本文 >>
------------------------------------

古閑美保、上田桃子など数多くの名選手を輩出してきた坂田塾・塾長の坂田信弘が、読者の悩みに独自の視点から答える。

前回のお話はこちら

今日7月21日。
午後1時35分。

雲、一昨日、昨日より白くなった。
けやき通りの蝉の鳴き声、強くなった。
昨日迄は15階の廊下に蝉の亡きがら転がってはいなかったが、今朝、今年最初の亡きがらを見つけた。
15階迄、飛んで来て力尽きて15階の廊下に眠る一匹の蝉。
ティッシュでくるんだ。
1階迄、降りて行き、マンション前のけやきの根っ子に埋めた。
いつも通りの私の夏の朝が始まった。
暑い。
雲、30分前よりも白さを増した。
これより舞鶴公園へと向う予定。体調良好です。

グリーンに立ち、東西南北を探せ。

先日、高速グリーンで有名なコースをラウンドしました。トーナメント並みのスピードという話で、いわゆるポテトチップ型の複雑な傾斜のグリーンでした。最初はそこそこ対処できていたつもりでしたが、ホールが進むにつれてフックとスライスが逆に見えてしまったり、最後は上りか下りかさえわからなくなってしまいました。大きなうねりと細かい傾斜が複雑に入り組んだグリーンでは、どこが高くてどこが低いのかどうすればわかりますか。どうやってラインを決めればいいですか。(大阪府・匿名希望・44歳・ゴルフ歴15年・平均スコア90)


貴兄は傾斜と東西南北の方向を知る能力、お持ちの方だと思う。
ハンディキャップは関係ない。
ゴルフ歴も関係なしだ。
ただ、ゴルフは己の個性を確立しなければラウンド80は切れないゲームである。
個性とは如何なる状況であれ、一点を確保し続ける能力を言う。
フォロー風であれ、向い風であれ、横からの風であれ、トップ位置かフィニッシュ位置が変らぬスウィングであれば個性は確立されている。
ゴルフスウィングと感性は人それぞれであり、人それぞれとは己だけのものであるが故、我流スウィングの持ち主とゆう事になろう。
基本は個性に辿り着くものだ。

球を打つは打つ人の体の動きだが、体の動きが振りの型とスピードを生み、その型とスピードがクラブヘッド軌道とスピードを生む。
ゴルフは飛距離の正確さと方向の正確さを競う競技である。
ドライバーからサンドウェッジ迄の14本のクラブで競い合う競技だ。そりゃドライバーショットの飛距離、飛んで損する事はないが、それも正確な方向に打てての話である。
となれば何が一番大切かと申せば正確さであろう。
正確さなき飛距離に魅力なしと私は考える。
飛ぶけど曲るスウィングよりは飛距離並みだけど曲らぬスウィングが良き結果を生むと思う。

------------------------------------

練習問題 >>
本文を読んで、次の問いに答えなさい。
1. 筆者は、15階の廊下で見つけた蝉の亡きがらをどこに埋めたか。
2. 相談者の平均スコアはいくつか。
3. 筆者によれば、ゴルフは何を競う競技か。
次に示すデータは、本文の内容とは関係がありません。

データ抜粋 >>
------------------------------------

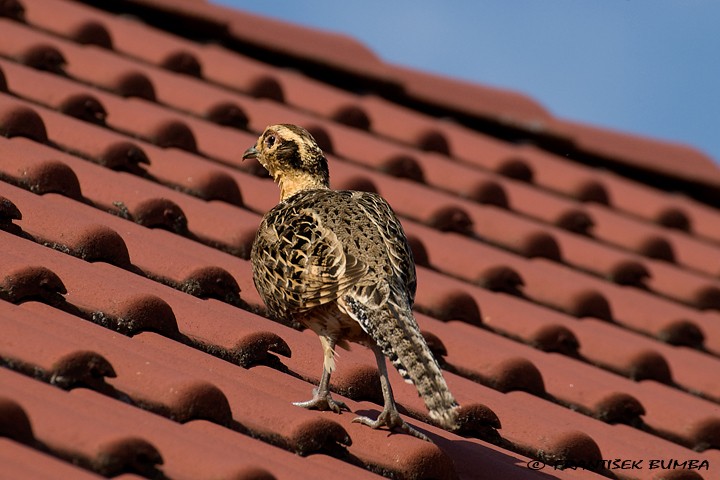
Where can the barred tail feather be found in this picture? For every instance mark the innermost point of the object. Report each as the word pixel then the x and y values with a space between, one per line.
pixel 398 335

------------------------------------

解答 >>
1. マンション前のけやきの根っ子
2. 90
3. 飛距離の正確さと方向の正確さ